TEXT SHOWN:
■ ■ ■ ■ ■ ■ ■

FIG. 3 is a side view of the sling apparatus shown in FIG. 2. Attached to the front surface of the body 14 is the second strut 18 as described above. The first and second struts, 16 and 18, will be described in greater detail with reference to FIG. 6. A hook 24 is mounted on the back surface of the body 14. The hook 24 is preferably welded to the body 14, however, it can also be formed as an integral extension of the body 14 as shown in FIGS. 15 and 16.
FIG. 4 is a back view of the sling apparatus 10 illustrating the position of the hook 24 on the body 14. FIG. 5 is a perspective view of the stationary rod 20. The rod 20 is shown as having tapered ends, however, it is not necessary that the rod 20 have tapered ends. The ends of the rod 20 may be threaded to accommodate fasteners such as bolts.
FIG. 6 is a side view of a strut used in the present invention. The first and second struts are preferably identical in shape thus only the first strut 16 need be described in detail. The strut 16 has an opening 26 through which the stationary rod 20 is mounted. A top recess 28 is formed at one end of the strut 16. A bottom recess 30 is formed at the opposite end of the strut 16. When the sling apparatus is in the unlocked position, a locking pin (not shown) is held in position at the top of the struts 16 and 18 by the top recesses 28. When the sling apparatus is in the locked position, the locking pin (not shown) is held in position at the bottom of the struts 16 and 18 by the bottom recesses 30. The bottom recesses 30 are shown as being deeper than the top recesses 28, however, the bottom and top recesses can be the same size as illustrated in FIGS. 15 and 16 by first recesses 124 and second recesses 126.
FIG. 7 illustrates a locking pin 32 in accordance with a first preferred embodiment of the present invention. The locking pin 32 is shown as having the same diameter as the stationary rod 20 although it is not necessary that they have the same diameter. As will be discussed later with respect to FIGS. 15-23, it is preferable that the stationary rod 20 have a larger diameter than the locking pin 32. Extending from the locking pin 32 is a first arm 34 and a second arm 36. The first and second arms, 34 and 36, are positioned on the pin 32 so that they fit between the first and second struts 16 and 18. The desirability of having the first and second arms, 34 and 36, located between the first and second struts, 16 and 18, will be described hereinafter with respect to the operation of the sling apparatus. The first and second arms, 34 and 36, are each provided with slots 38. Guided in the slots is the stationary rod 20. The slots 38 allow the first and second arms 34 and 36 and thus the locking pin 32 to be moved towards or away from the stationary rod 20.

■ ■ ■ ■ ■ ■ ■

Coordinate annotation records
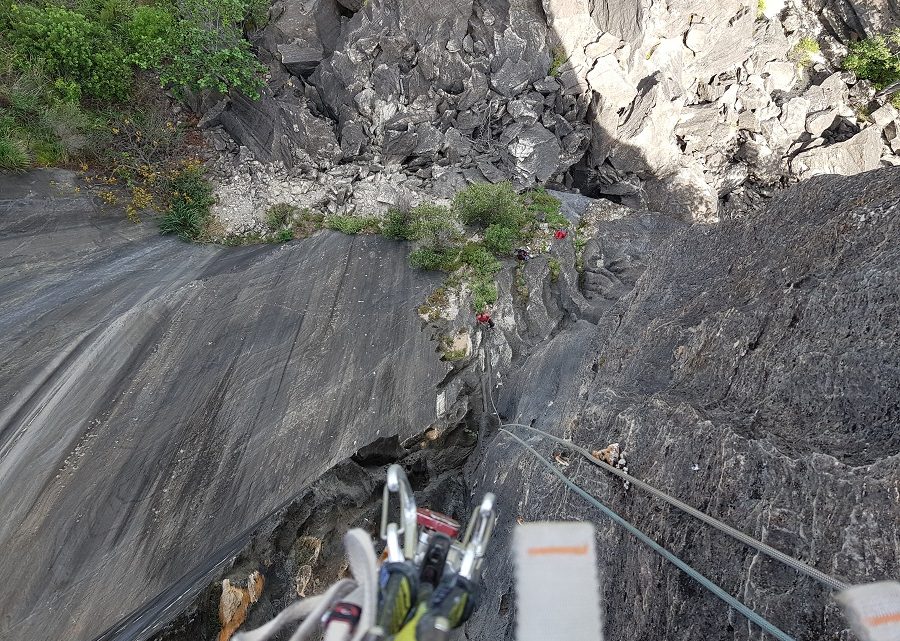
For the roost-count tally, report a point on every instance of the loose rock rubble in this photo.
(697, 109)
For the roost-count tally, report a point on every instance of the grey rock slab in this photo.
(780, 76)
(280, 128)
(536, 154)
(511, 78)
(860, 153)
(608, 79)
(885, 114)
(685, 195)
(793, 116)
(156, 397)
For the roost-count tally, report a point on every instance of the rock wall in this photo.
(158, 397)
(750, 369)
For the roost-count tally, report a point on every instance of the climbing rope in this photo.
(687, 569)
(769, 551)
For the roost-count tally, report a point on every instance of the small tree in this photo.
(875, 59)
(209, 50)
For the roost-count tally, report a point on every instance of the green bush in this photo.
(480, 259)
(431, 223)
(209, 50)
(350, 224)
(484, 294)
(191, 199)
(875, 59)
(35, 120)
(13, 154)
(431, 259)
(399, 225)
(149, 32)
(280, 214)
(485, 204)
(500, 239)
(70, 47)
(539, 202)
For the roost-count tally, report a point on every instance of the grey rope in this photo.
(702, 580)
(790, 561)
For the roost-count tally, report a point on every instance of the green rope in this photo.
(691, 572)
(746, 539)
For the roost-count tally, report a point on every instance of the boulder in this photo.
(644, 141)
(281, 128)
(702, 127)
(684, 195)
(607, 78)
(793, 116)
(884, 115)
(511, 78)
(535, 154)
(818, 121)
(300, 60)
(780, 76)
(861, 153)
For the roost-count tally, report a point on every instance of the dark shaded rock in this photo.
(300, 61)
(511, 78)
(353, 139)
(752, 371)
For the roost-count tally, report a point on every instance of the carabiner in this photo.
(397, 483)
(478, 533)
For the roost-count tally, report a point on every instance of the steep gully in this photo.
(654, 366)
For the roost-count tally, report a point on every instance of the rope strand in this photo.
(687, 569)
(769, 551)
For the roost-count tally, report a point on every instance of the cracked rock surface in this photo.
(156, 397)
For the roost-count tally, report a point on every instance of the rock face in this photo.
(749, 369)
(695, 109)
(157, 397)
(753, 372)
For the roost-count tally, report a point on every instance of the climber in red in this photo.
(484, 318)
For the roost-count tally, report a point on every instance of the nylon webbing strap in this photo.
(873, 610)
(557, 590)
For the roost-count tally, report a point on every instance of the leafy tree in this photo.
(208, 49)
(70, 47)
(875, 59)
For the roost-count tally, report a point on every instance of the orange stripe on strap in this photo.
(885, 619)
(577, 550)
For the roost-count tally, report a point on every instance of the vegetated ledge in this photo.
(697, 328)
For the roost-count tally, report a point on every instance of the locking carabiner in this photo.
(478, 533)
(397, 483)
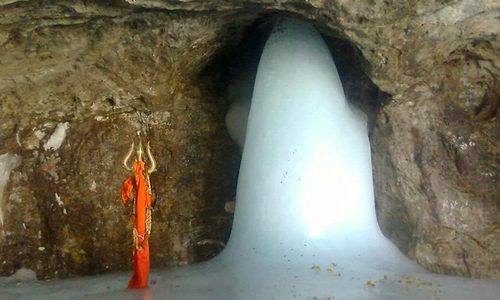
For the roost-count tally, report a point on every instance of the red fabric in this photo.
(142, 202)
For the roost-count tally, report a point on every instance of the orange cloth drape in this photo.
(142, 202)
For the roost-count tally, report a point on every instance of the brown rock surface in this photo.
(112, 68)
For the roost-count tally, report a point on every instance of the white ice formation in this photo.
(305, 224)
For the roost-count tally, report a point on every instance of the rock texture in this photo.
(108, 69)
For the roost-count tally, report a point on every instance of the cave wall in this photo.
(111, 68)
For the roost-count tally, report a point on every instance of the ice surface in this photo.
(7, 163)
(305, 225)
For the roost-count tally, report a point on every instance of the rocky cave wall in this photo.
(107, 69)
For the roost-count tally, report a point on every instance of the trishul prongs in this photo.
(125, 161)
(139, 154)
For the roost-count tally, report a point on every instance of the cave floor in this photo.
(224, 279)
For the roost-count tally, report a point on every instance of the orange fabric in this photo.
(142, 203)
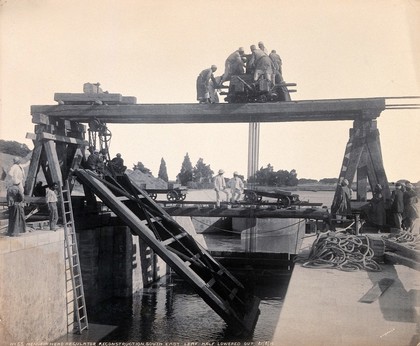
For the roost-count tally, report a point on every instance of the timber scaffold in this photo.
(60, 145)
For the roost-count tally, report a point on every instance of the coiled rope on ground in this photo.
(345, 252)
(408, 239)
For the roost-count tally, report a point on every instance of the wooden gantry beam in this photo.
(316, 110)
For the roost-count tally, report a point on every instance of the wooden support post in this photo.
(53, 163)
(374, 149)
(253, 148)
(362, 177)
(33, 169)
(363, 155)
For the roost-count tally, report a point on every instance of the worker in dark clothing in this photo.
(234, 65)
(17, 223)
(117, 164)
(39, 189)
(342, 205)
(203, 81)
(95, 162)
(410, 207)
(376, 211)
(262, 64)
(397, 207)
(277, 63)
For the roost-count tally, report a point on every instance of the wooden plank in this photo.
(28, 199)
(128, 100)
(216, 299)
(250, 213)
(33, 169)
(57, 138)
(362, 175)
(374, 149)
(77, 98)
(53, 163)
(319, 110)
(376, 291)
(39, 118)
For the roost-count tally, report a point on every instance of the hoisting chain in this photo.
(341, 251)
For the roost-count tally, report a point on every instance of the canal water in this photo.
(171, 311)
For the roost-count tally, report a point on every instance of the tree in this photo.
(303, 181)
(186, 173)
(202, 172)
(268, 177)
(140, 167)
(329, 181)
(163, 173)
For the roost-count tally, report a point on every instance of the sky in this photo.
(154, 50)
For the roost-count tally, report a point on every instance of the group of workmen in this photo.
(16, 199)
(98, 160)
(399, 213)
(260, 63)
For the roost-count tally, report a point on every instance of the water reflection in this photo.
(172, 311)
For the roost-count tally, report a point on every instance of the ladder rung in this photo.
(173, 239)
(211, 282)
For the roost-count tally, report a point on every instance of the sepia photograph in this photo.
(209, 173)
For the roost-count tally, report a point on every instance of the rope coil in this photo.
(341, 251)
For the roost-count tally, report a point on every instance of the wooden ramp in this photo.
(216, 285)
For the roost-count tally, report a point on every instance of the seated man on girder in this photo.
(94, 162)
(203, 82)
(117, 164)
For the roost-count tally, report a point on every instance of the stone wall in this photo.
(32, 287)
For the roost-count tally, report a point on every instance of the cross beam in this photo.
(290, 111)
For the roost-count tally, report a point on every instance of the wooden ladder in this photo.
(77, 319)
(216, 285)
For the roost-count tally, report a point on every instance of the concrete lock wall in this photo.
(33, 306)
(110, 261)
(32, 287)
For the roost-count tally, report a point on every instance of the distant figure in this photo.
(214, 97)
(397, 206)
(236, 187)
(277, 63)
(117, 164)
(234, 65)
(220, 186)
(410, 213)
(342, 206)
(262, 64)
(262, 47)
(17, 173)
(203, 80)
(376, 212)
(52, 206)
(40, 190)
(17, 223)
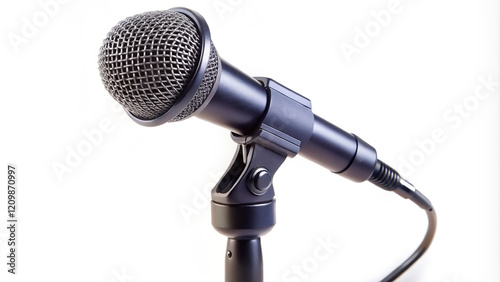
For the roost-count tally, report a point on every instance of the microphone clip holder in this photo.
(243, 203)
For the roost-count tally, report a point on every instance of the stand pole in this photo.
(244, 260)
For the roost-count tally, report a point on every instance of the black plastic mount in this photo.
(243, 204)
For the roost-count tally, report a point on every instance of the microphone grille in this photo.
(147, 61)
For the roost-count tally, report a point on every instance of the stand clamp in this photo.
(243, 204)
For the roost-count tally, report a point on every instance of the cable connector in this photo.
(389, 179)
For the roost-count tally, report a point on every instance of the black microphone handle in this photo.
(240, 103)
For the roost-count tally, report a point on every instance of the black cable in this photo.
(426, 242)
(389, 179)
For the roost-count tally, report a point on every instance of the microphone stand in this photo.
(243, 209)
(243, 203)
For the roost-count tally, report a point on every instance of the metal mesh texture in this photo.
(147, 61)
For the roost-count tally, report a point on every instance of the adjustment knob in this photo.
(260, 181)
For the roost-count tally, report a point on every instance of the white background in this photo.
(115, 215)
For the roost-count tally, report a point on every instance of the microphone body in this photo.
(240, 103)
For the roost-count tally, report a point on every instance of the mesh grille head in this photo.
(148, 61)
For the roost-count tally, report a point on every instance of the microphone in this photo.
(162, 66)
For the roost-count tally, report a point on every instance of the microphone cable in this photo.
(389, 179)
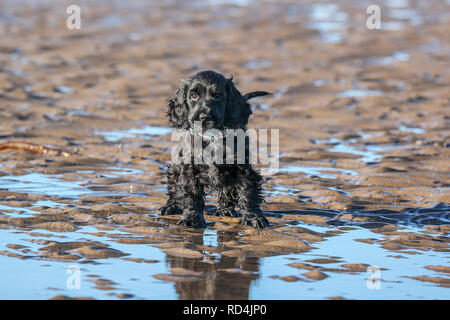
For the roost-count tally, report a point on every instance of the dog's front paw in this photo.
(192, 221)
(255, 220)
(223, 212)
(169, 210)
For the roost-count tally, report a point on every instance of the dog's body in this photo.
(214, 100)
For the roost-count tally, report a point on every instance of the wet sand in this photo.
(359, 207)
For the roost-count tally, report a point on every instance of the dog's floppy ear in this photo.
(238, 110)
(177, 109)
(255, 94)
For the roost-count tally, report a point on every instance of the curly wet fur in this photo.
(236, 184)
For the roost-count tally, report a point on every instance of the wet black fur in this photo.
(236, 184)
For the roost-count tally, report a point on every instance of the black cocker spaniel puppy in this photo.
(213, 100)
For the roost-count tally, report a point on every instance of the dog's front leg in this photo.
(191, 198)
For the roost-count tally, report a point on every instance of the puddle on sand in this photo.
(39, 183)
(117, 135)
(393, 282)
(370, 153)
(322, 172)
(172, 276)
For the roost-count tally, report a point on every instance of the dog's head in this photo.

■ ■ ■ ■ ■ ■ ■

JOBS:
1. Do these statements agree with the sling apparatus description? For each one, answer yes or no and quote the words that decide it.
(a) The hook 24 is mounted on the front surface of the body 14.
(b) The rod 20 must have tapered ends.
(c) In the locked position, the bottom recesses 30 hold the locking pin at the bottom of the struts.
2. Pick up the sling apparatus description right after its last sentence and carry it forward.

ANSWERS FOR THE EXERCISE:
1.
(a) No: "A hook 24 is mounted on the back surface of the body 14."
(b) No: "it is not necessary that the rod 20 have tapered ends."
(c) Yes: "When the sling apparatus is in the locked position, the locking pin (not shown) is held in position at the bottom of the struts 16 and 18 by the bottom recesses 30."

2.
FIG. 8 illustrates a locking pin 40 according to a second embodiment of the present invention. A first and second arm, 42 and 44, are located at the end of the pin 40. When the locking pin 40 is attached to the stationary rod 20, the first arm 42 is located on the exterior side of the first strut 16 and the second arm 44 is located on the exterior side of the second strut 18.
FIG. 9 illustrates the sling apparatus assembled and positioned in an unlocked position in accordance with the present invention. The locking pin 32 is held in place by the top recesses (not shown) located at the top surfaces of the first and second struts 16 and 18. The first and second arms, 34 and 36, of the locking pin 32 are located between the first and second struts, 16 and 18. The operation of the apparatus will be explained with reference to FIGS. 9 and 11. A strap has an anchor end (48 shown in FIG. 1) and a free end (13 shown in FIG. 1). The anchor end 48 is shown in FIG. 1 as having a loop which can be a metal ring or it may be constructed out of the strap 12 itself. The anchor end 48 is attached to the sling apparatus 10 by the hook 24. The free end 13 of the strap 12 shown in FIG. 1 is threaded between the first and second struts, 16 and 18. The free end 13 is pulled underneath the stationary rod 20 and then wrapped around the locking pin 32. Specifically, the free end 13 is brought over locking pin 32 and around behind the pin 32 towards the body 14. The strap 12 is again threaded underneath the stationary rod 20.
The strap 12 is adjusted by pulling the free end 13 until the strap 12 is the proper length to support a particular load. Once the strap 12 has been adjusted to a proper length, the locking pin 32 is rotated to the locked position.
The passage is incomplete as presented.